◆ **Extrait choisi**
━━━━━━━━━━

Bonjour mon Toto, bonjour mon vrai petit homme, bonjour vous, bonjour toi, je t’aime. Je n’ai pas dormi de la nuit mais je ne m’en plains pas, au contraire, puisque j’ai pu penser à mon bonheur plus longtemps. Mais toi, mon pauvre piocheur, qu’as-tu fait après m’avoir quittée ? Est-ce que tu ne t’es pas couché tout de suite ? Tu l’avais cependant bien mérité. Si tu m’en avais crue, et si j’avais été la maîtresse, je t’aurais gardé auprès de moi tout le reste de la nuit. Je t’aurais bien dorlotéa jusqu’à ce matin et j’aurais ajouté à mon bonheur d’amour le bonheur de te voir reposer tranquillement et sans être interrompu, si ce n’est par mes baisers. Malheureusement, cela n’est guère possible maintenant avec tous les chiens que tu as à fouetter, à droite et à gauche, matin et soir et toutes les nuits, ce dont j’enrage de bon cœur.

━━━━━━━━━━

◆ **Objectif A**
D'après l'extrait, qu'est-ce que la personne qui écrit n'a pas fait de la nuit ?
◆ **Objectif B**
Dénombrez les lignes des rangées qui contiennent la chaîne « blue », puis indiquez uniquement ce nombre.
Cet extrait n'a aucun lien avec les rangées.

(Éléments enregistrés du jeu de données)
━━━━━━━━━━

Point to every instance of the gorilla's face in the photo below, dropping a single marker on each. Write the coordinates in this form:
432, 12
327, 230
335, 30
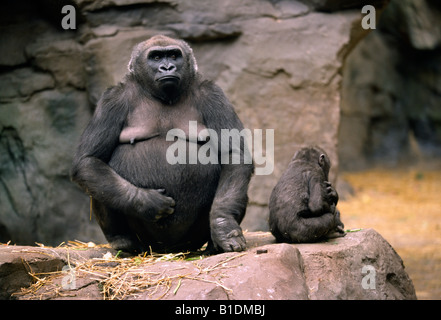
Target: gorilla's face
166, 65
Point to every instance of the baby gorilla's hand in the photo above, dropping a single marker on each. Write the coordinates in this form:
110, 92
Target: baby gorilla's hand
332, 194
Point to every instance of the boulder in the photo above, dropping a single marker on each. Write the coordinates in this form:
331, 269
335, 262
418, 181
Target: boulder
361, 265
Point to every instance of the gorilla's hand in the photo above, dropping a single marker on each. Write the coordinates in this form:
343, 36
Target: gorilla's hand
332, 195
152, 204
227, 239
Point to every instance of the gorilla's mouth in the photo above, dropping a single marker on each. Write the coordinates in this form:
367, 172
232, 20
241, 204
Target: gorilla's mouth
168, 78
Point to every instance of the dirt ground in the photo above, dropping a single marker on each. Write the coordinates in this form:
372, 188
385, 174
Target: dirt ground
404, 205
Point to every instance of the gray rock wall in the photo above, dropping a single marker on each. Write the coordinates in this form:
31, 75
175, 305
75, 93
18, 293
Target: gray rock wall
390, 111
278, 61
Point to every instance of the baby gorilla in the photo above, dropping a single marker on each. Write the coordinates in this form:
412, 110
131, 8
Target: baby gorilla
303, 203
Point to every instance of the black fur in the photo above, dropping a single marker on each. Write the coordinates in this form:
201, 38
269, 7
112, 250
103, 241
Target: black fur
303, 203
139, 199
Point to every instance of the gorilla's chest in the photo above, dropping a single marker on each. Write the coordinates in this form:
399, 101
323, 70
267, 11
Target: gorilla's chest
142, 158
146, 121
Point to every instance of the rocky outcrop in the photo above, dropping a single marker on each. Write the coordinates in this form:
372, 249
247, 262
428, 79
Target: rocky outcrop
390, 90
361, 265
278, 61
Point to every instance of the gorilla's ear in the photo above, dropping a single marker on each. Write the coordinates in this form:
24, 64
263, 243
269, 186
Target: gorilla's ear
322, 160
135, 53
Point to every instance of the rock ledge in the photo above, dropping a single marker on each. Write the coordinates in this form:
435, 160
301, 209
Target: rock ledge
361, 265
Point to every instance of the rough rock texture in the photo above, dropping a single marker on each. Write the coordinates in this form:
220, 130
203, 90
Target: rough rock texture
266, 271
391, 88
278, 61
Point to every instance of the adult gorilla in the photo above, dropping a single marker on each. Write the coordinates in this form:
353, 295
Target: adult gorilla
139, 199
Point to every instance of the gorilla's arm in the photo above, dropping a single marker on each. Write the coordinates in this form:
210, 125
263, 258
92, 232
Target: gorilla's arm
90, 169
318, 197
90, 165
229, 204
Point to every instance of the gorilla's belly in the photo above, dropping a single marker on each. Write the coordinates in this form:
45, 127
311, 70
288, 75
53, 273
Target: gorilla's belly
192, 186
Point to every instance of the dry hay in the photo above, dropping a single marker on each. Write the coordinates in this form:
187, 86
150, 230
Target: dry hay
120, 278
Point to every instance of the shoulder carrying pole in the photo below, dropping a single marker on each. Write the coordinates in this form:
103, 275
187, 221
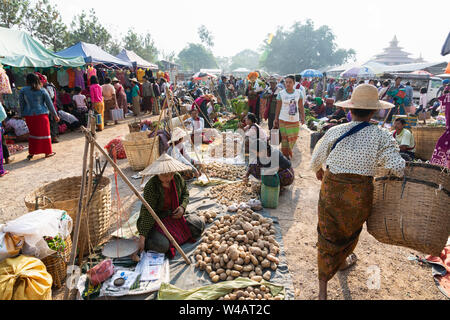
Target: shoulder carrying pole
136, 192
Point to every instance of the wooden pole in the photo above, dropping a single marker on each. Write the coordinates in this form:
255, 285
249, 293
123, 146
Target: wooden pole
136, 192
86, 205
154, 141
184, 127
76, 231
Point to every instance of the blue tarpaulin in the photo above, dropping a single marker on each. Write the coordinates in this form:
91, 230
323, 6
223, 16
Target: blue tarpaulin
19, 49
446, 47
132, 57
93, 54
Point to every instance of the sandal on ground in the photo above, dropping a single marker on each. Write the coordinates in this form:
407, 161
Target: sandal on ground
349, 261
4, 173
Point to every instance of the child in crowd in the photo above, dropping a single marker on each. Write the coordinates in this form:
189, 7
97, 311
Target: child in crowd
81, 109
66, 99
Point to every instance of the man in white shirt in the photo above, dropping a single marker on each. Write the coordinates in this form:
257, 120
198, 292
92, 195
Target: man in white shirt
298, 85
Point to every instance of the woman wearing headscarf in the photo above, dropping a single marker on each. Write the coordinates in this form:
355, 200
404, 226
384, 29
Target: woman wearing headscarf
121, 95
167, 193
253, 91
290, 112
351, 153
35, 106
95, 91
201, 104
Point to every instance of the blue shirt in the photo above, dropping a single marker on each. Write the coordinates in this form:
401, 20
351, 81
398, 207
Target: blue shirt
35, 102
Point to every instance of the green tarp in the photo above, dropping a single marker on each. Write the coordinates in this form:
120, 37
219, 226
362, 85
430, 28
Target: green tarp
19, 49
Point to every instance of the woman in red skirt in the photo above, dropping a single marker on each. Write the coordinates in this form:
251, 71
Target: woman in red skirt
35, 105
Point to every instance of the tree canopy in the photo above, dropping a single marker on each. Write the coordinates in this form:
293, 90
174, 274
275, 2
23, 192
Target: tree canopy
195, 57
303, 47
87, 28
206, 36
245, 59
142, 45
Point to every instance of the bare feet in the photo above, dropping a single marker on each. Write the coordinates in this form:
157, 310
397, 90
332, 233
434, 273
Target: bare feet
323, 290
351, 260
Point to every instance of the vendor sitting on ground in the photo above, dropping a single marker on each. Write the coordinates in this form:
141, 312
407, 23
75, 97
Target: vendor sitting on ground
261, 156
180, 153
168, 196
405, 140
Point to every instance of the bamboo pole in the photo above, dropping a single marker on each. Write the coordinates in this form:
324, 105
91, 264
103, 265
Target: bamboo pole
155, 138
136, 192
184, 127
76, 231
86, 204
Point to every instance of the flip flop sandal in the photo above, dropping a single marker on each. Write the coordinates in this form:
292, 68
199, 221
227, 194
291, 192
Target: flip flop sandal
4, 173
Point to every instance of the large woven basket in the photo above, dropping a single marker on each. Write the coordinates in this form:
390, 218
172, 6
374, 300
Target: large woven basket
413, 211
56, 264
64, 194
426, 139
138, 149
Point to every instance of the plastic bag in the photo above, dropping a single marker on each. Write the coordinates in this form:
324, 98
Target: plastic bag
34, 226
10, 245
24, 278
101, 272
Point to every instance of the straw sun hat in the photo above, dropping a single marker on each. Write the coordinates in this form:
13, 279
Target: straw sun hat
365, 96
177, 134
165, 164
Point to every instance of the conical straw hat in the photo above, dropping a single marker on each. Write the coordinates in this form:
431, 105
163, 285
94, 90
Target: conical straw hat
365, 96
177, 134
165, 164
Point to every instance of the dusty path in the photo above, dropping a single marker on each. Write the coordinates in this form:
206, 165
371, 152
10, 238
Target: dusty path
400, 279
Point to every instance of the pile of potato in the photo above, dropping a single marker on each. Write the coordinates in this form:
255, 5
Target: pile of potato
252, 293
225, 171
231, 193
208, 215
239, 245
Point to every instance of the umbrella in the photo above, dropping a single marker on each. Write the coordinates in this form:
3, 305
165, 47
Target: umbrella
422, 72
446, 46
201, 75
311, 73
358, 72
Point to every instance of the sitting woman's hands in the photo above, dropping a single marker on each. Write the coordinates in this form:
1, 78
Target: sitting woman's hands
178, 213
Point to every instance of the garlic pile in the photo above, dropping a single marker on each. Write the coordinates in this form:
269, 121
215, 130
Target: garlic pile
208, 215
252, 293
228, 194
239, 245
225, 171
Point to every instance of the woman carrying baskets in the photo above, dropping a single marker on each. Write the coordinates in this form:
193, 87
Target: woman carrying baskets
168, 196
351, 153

━━━━━━━━━━

◆ **Résultat attendu A**
Elle n'a pas dormi de la nuit.

◆ **Résultat attendu B**
4